_Request_
In the lines below, from the line with "Draw the outline of every instance of the bare" to the line with "106 266 L 105", change "Target:" to "Label:" and return only those lines, otherwise unaltered.

_Information provided_
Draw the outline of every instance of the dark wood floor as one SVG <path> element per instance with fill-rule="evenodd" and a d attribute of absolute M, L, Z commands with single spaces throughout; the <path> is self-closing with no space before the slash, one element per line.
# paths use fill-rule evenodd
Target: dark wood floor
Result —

...

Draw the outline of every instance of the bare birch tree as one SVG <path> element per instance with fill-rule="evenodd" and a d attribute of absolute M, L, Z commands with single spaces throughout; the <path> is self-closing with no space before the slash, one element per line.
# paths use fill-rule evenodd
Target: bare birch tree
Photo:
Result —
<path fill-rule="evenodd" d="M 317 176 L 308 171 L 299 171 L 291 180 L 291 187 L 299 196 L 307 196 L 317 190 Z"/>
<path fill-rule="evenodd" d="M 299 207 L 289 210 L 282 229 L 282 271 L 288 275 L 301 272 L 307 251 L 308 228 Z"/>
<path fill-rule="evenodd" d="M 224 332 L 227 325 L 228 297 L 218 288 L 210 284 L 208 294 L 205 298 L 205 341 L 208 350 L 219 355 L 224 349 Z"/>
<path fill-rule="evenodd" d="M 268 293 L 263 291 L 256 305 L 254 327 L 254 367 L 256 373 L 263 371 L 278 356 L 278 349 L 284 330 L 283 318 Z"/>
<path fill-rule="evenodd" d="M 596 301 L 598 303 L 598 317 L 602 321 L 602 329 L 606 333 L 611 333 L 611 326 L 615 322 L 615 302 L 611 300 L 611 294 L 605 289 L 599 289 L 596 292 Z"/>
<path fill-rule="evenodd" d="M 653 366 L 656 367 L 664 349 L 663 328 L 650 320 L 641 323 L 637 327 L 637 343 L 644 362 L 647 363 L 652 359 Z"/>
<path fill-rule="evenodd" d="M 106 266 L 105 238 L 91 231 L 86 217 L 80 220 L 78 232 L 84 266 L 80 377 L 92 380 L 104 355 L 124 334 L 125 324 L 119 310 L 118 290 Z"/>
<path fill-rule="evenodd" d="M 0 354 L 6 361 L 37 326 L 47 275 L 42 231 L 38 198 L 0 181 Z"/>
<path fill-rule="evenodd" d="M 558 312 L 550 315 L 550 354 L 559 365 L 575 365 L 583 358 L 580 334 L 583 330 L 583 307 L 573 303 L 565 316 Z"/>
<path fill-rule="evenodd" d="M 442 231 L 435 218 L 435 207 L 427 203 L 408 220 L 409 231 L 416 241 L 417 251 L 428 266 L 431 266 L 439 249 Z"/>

---

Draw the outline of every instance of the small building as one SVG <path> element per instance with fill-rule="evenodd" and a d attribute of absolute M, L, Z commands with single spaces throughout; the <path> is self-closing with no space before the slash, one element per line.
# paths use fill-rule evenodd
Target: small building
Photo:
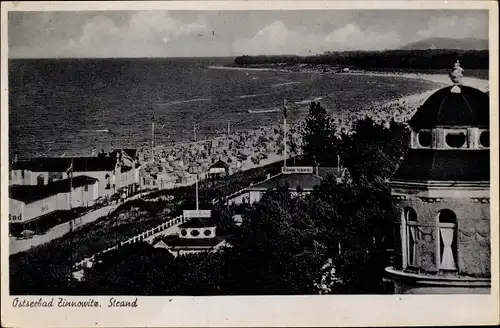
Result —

_Result of the task_
Draw the outline of every instance of the bare birch tree as one SVG <path> element per instance with fill-rule="evenodd" and a d attribute of absolute M, L, Z commands with single spaces throughout; the <path> is self-closing with no space before the slash, one element per line.
# paths use fill-rule evenodd
Label: bare birch tree
Photo:
Result —
<path fill-rule="evenodd" d="M 317 176 L 308 171 L 299 171 L 291 180 L 291 187 L 299 196 L 307 196 L 317 190 Z"/>
<path fill-rule="evenodd" d="M 299 207 L 289 210 L 282 229 L 282 271 L 288 275 L 301 272 L 307 251 L 308 228 Z"/>
<path fill-rule="evenodd" d="M 224 332 L 227 325 L 228 297 L 218 288 L 210 284 L 208 294 L 205 298 L 205 341 L 208 350 L 219 355 L 224 349 Z"/>
<path fill-rule="evenodd" d="M 268 293 L 263 291 L 256 305 L 254 327 L 254 367 L 256 373 L 263 371 L 278 356 L 278 349 L 284 330 L 283 318 Z"/>
<path fill-rule="evenodd" d="M 596 301 L 598 303 L 598 317 L 602 321 L 602 329 L 606 333 L 611 333 L 611 326 L 615 322 L 615 302 L 611 300 L 611 294 L 605 289 L 599 289 L 596 292 Z"/>
<path fill-rule="evenodd" d="M 653 366 L 656 367 L 664 349 L 663 328 L 650 320 L 641 323 L 637 327 L 637 343 L 644 362 L 647 363 L 652 359 Z"/>
<path fill-rule="evenodd" d="M 106 266 L 105 238 L 91 231 L 86 217 L 80 220 L 78 232 L 84 266 L 80 377 L 92 380 L 104 355 L 124 334 L 125 324 L 119 310 L 118 290 Z"/>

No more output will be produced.